TEXTE SOURCE.
************
COMPTE-RENDU SUCCINCT DE LA 45ème CONVENTION DE LA PA (Parapsychological Association)
4 - 8 août 2002, Terrass Hotel, PARIS
Par Pascale Catala
Cette 45ème édition de la réunion annuelle de la PA a été organisée par l'Institut Métapsychique International de Paris. Mario Varvoglis, directeur de l'IMI, animait cette réunion en tant que président de la PA. Rappelons que la PA est la seule association de recherche en parapsychologie affiliée à l'AAAS (American Association for the Advancement of Science) et donc reconnue comme faisant partie de la science "académique".(L’AAAS est l’éditeur de la revue interdisciplinaire Science). |
C'était une opportunité tout à fait exceptionnelle pour le public français que cette convention ait lieu à Paris, la plupart des conférences de ce type se déroulant aux USA. On doit noter toutefois que les plus grands centres de recherche en parapsychologie se trouvent maintenant en Europe, à Fribourg en Allemagne, et à Edimbourg avec le KPU (Koestler Parapsychology Unit). Ces deux organismes étaient largement représentés lors de cette convention.
Cet événement a été une occasion unique de prendre connaissance des dernières avancées des travaux de nombreux chercheurs, et de faire ainsi le point sur l'état de la recherche internationale en parapsychologie.
La première journée, en langue française, avait pour but de familiariser le public français intéressé, avec les grandes tendances actuelles de la recherche internationale en parapsychologie, et notamment de présenter les principaux organismes (IMI, IGPP, KPU, SPR ..).
Une table ronde animée par Grégory Gutierez a regroupé les sociologues Bertrand Méheust et Pierre Lagrange, ainsi que la philosophe Isabelle Stengers.Chaque journée a réuni une centaine de personnes, et des journalistes étaient présents (RTBF, documentaire pour "Envoyé spécial", …).
************
LIGNES FOURNIES.
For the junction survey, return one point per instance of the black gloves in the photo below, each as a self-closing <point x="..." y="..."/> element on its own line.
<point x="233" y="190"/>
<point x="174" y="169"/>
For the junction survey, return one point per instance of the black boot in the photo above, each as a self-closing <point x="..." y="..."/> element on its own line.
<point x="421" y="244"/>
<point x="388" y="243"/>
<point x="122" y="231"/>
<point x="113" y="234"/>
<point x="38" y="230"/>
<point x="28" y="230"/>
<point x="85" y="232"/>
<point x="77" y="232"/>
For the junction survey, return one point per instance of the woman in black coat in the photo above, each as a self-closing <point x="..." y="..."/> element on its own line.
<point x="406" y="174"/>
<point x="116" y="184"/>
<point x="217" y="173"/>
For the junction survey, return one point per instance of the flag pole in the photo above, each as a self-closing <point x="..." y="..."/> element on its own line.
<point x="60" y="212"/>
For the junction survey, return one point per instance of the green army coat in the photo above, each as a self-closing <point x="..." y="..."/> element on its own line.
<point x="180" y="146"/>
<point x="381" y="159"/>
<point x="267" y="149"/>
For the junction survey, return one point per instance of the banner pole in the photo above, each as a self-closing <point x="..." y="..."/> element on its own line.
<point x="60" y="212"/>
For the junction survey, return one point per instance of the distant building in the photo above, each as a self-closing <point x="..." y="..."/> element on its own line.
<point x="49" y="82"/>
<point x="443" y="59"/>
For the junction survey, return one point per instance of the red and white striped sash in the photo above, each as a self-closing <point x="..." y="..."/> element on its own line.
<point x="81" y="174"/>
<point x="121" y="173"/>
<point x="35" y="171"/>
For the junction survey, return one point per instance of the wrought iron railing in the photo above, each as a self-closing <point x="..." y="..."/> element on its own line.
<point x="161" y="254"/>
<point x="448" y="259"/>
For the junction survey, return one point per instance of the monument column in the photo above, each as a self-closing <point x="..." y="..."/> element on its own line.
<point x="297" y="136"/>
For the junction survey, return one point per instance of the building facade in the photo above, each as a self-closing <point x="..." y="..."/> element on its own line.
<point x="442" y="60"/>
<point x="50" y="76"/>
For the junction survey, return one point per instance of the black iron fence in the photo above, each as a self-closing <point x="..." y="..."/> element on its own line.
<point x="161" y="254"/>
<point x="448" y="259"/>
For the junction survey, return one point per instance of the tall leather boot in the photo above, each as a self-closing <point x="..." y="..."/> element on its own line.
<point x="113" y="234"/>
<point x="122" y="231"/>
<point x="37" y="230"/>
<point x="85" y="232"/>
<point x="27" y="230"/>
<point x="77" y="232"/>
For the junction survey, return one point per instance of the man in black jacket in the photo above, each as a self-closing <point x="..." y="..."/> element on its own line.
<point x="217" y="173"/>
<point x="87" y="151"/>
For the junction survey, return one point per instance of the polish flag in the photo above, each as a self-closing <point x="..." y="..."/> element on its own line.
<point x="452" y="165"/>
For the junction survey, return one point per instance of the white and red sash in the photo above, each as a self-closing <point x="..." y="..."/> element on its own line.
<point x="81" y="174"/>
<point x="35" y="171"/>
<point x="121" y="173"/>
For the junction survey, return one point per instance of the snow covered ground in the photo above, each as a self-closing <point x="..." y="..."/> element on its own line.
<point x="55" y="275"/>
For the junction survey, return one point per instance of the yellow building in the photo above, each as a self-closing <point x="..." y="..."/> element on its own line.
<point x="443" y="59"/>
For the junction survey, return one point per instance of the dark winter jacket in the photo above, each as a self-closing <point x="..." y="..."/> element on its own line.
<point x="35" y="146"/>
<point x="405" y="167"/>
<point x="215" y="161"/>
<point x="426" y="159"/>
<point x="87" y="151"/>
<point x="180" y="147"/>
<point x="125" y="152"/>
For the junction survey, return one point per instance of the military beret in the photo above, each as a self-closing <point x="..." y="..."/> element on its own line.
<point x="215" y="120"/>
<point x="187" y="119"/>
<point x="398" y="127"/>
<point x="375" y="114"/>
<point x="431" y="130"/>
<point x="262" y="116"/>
************
TÂCHES À RÉALISER.
• A. Recopiez le passage du compte rendu de la convention de la PA compris entre « Cet événement a » et « internationale en parapsychologie. », ces deux extraits inclus.
• B. Poursuivez le compte rendu de la convention de la PA à la suite de sa dernière phrase.

RÉPONSES PAR TÂCHE.
• A.
Cet événement a été une occasion unique de prendre connaissance des dernières avancées des travaux de nombreux chercheurs, et de faire ainsi le point sur l'état de la recherche internationale en parapsychologie.

• B.
Les exposés avaient été groupés selon plusieurs thèmes :
Force est de constater, au vu de tous ces exposés brillants, que la recherche en parapsychologie est très active en Grande-Bretagne, Allemagne, et USA, (et complètement intégrée dans les cursus universitaires), alors qu’elle est malheureusement quasi-inexistante en France à l’heure actuelle. Notre pays est en train d’accumuler un grand retard en la matière, et ce ne sont pas des prises de position publiques comme celle du prix Nobel Georges Charpak qui vont améliorer la situation de l’exception française, bien au contraire.
Au cours du mini-symposium sur les recherches passées de l’Institut Métapsychique, il a pourtant été fait état d’expériences françaises tout à fait passionnantes (datant du début du 20ème siècle). En particulier, le président Mario Varvoglis a présenté les fameux moulages de l’IMI, obtenus au cours de séances ectoplasmiques en 1920 (voir photos dans la rubrique "Photos " sur ce site). Grégory Gutierez a rappelé au cours d’un exposé très vivant les expériences réalisées avec le fameux médium Rudi Schneider dans les années 30, et il avait retrouvé dans les archives de l’IMI un enregistrement audio de la respiration du médium lors des séances : une respiration d’un rythme incroyablement rapide. Malheureusement, le temps glorieux de ces expériences impressionnantes de scientifiques célèbres est maintenant révolu, et il n’est même plus possible d’exploiter tous ces précieux documents. Pour plus de précisions historiques voir le site de l’IMI.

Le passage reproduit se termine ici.